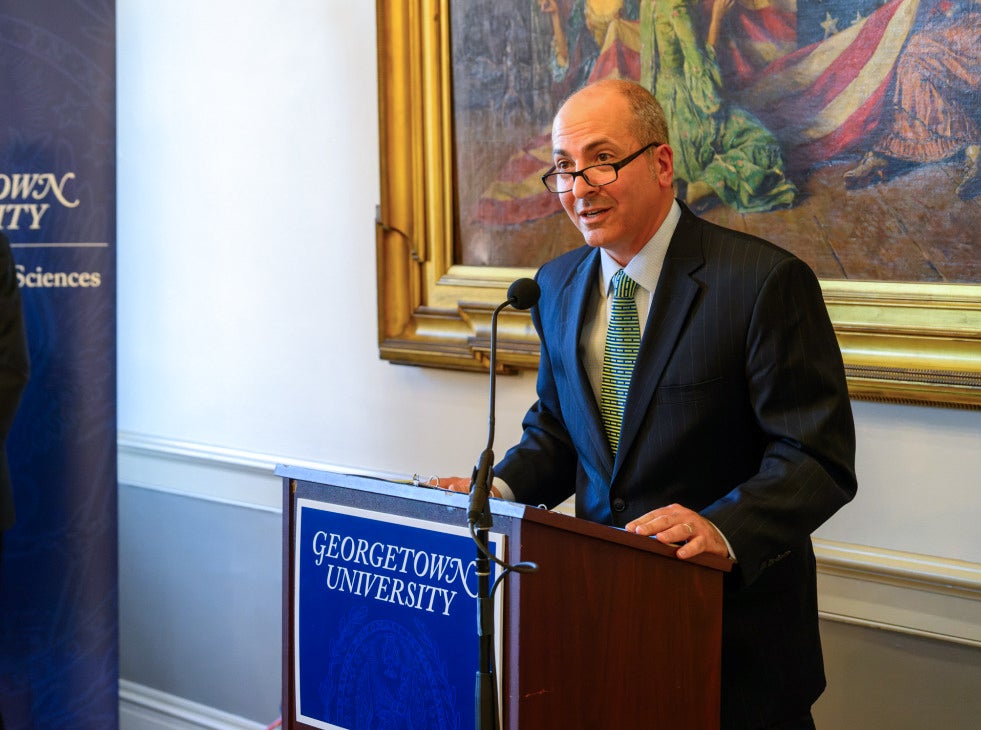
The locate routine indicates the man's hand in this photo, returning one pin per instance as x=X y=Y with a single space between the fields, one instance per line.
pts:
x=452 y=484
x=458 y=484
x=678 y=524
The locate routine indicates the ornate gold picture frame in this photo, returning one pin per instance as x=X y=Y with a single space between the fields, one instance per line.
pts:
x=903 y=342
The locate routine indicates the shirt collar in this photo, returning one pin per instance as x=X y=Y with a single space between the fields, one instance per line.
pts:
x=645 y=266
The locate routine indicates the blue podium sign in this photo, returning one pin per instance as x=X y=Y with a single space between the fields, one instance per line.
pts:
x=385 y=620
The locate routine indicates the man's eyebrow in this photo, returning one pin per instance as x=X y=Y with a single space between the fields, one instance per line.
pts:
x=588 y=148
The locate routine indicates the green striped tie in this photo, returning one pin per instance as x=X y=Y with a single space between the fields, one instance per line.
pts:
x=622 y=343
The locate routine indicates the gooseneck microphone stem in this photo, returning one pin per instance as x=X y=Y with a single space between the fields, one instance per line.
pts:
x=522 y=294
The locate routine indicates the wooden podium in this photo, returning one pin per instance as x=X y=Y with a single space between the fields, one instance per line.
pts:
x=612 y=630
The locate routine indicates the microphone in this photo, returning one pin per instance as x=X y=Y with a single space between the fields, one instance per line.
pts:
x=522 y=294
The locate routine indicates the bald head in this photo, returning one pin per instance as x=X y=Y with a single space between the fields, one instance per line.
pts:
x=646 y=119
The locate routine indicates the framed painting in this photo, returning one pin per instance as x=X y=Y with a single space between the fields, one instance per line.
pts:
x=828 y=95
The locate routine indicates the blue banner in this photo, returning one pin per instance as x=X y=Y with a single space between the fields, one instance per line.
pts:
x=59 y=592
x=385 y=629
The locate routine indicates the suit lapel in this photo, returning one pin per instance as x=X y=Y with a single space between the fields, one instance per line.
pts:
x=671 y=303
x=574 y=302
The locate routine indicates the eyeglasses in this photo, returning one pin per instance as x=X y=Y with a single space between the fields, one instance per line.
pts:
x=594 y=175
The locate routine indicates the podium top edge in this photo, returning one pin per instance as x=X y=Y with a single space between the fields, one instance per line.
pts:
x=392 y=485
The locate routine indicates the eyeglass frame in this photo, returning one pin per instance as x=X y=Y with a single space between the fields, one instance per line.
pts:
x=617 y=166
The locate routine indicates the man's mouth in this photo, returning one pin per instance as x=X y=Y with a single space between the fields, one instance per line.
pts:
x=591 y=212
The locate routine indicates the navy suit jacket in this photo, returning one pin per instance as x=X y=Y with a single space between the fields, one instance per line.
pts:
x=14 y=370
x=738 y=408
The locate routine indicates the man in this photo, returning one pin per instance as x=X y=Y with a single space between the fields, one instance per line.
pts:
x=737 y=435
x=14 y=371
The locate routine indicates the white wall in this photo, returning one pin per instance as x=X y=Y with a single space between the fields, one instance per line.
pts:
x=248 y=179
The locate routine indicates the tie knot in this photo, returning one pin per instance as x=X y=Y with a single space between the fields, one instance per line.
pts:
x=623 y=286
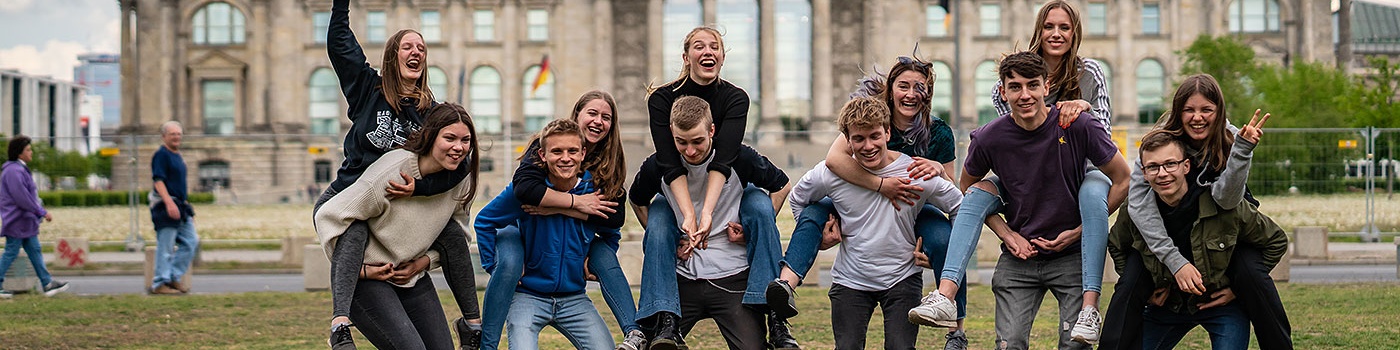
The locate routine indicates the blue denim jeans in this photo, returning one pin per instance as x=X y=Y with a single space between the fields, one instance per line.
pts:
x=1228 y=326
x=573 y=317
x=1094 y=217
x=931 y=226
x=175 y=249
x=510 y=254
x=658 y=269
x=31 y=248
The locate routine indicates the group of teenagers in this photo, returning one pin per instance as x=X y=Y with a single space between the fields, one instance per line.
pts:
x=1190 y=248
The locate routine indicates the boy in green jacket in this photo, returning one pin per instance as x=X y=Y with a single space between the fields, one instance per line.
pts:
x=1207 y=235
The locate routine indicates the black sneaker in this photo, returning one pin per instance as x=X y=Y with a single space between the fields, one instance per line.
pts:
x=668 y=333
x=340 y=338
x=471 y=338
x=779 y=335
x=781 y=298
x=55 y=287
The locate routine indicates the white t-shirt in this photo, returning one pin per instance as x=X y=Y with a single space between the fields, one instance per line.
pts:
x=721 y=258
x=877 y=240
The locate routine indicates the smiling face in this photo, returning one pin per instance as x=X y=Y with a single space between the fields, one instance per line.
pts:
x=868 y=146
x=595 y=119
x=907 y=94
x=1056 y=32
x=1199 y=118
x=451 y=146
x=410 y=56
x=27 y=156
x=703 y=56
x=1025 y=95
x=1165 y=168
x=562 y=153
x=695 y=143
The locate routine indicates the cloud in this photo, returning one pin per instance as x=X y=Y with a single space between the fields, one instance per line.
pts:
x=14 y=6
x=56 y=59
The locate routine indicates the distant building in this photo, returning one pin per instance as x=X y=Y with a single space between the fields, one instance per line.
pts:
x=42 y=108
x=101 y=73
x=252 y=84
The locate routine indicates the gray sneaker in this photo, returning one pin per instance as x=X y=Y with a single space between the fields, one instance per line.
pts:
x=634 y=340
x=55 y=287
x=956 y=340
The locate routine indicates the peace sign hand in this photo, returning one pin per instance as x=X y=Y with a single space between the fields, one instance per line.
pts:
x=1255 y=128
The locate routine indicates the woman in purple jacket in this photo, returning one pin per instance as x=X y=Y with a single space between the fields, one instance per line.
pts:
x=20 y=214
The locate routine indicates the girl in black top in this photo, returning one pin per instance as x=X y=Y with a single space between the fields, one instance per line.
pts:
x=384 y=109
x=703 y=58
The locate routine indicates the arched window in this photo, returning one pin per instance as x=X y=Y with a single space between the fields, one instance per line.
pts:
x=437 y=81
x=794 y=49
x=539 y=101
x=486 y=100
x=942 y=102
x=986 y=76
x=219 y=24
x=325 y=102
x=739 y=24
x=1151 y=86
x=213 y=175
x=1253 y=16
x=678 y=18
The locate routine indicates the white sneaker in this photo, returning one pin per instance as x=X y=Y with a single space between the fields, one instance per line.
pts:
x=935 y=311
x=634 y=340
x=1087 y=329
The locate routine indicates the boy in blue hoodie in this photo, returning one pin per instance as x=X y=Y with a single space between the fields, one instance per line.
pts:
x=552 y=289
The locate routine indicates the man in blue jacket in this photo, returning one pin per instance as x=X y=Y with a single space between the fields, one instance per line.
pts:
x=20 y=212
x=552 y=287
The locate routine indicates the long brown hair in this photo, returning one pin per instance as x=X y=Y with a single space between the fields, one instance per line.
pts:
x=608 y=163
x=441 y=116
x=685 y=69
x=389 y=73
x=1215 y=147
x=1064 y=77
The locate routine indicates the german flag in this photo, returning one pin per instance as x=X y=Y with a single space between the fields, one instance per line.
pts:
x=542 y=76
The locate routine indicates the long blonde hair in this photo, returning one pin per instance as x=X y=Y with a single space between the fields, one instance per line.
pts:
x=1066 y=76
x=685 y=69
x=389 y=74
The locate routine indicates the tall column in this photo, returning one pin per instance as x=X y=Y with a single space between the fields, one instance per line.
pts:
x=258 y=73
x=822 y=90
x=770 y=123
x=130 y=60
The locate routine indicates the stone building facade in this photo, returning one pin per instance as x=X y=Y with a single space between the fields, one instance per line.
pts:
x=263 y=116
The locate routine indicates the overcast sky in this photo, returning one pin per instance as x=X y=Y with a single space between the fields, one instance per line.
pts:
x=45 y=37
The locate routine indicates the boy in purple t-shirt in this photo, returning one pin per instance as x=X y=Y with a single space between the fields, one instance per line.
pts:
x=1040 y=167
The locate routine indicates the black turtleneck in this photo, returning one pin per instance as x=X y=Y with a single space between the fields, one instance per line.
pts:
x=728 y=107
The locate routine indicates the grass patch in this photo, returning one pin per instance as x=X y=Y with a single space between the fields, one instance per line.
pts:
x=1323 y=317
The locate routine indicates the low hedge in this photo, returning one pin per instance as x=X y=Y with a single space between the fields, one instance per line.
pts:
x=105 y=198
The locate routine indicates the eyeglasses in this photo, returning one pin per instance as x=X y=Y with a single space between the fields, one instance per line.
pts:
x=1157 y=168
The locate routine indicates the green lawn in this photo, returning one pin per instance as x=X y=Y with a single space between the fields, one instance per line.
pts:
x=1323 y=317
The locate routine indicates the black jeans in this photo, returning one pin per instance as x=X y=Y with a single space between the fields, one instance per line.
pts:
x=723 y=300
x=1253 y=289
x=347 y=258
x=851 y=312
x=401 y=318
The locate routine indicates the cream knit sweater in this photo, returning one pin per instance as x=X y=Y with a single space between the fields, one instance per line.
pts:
....
● **AIM OF THE EXERCISE**: Change "blue banner" to "blue flag" in the lines between the one holding "The locate routine indicates the bald" and the one holding "x=385 y=629", inclusive. Give back only those lines, with everything else left as it is.

● **REPLY TO THE EXERCISE**:
The locate routine indicates the bald head in this photo, returning one pin per instance as x=X y=Y with a single space between the fields, one instance per line.
pts:
x=646 y=119
The locate routine indicates the framed painting in this photo, returning one pin per instance as x=X y=Y with a single space between the fields, one instance per line.
pts:
x=828 y=95
The locate routine indicates the blue flag in this photo, returning one pin per instance as x=X y=Y with a single space between the fields, one instance per line.
pts:
x=59 y=592
x=385 y=629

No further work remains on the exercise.